Challenge 1: Reproduce the passage of the Thunderbolt kernel thread from "Sorry about posting" up to and including "recording anyway though.".
Challenge 2: List each distinct username that posts in the Thunderbolt kernel thread, naming each one only once.

# Can't get any kernals to flash on Thunderbolt? Driving me crazy!



## harosxcomp170 (May 12, 2012)

OK so I have the ROM iKream nonsense. The only sense kernals it will let me flash are IMOs 6.1 and 6.2 sense kernals. I wanted to put IMOs 5.2 sense kernal on my phone because I wanna use call recorder that records outgoing and also out going calls. I looked on here and I heard only IMOs 5.2 kernal records both ways? So I changed the radios from the MR4s to MR2.75 thinking that was the problem but it still won't let me flash these kernals. When I say flash I mean going to clockwork recovery wipe dalvik the install .zip from SD card. Please any help is greatly appreciated!


----------



## Mustang302LX (Jun 28, 2011)

Moved to Thunderbolt General as this really isn't a panic situation.


----------



## bpyazel (Sep 20, 2011)

Need to be more specific about what you mean by "it won't let me flash". Error? What error? Won't boot afterwards? Bootloop?

Sent from my ADR6400L using Tapatalk 2


----------



## cowisland (Jul 24, 2011)

Read the OP for the Sense kernel : only version 6 and above work on MR4 ROMs, which is what I think you have.

Sent from my ADR6400L using Tapatalk 2


----------



## harosxcomp170 (May 12, 2012)

Yea when I flash the kernal then when I hit reboot in recovery it goes to the splash screen but after that there is no boot animation just a black screen?? Right now I have the MR2.75 radio but Imos 5.1 sense kernal still won't flash? Do I need a different radio?

Sent from my ADR6400L using Tapatalk 2


----------



## harosxcomp170 (May 12, 2012)

Sorry about posting in the panic room!

Sent from my ADR6400L using Tapatalk 2


----------



## theMichael (Aug 26, 2011)

It doesn't matter what radio u use. That rom is based on the mr4 leak and so it will only work with imos. 6.1 or 6.2. They should both support call recording anyway though.

- theMichael


----------



## harosxcomp170 (May 12, 2012)

Posting these if it helps? Thanks a bunch you guys!

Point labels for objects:
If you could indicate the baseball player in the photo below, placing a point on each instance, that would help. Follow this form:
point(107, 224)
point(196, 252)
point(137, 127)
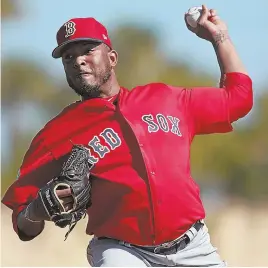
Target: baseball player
point(142, 204)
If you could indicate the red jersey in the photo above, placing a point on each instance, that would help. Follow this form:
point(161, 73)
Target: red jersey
point(142, 191)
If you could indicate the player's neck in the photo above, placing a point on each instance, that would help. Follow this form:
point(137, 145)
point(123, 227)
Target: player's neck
point(109, 89)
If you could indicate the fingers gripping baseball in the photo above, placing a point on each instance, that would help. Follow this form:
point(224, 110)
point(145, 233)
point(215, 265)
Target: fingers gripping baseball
point(204, 22)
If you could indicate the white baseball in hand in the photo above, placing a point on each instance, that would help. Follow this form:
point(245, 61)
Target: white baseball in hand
point(193, 15)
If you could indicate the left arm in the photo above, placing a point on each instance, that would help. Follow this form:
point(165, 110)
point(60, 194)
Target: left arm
point(214, 109)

Correct output 1:
Sorry about posting in the panic room!

Sent from my ADR6400L using Tapatalk 2


----------



## theMichael (Aug 26, 2011)

It doesn't matter what radio u use. That rom is based on the mr4 leak and so it will only work with imos. 6.1 or 6.2. They should both support call recording anyway though.

Correct output 2:
harosxcomp170
Mustang302LX
bpyazel
cowisland
theMichael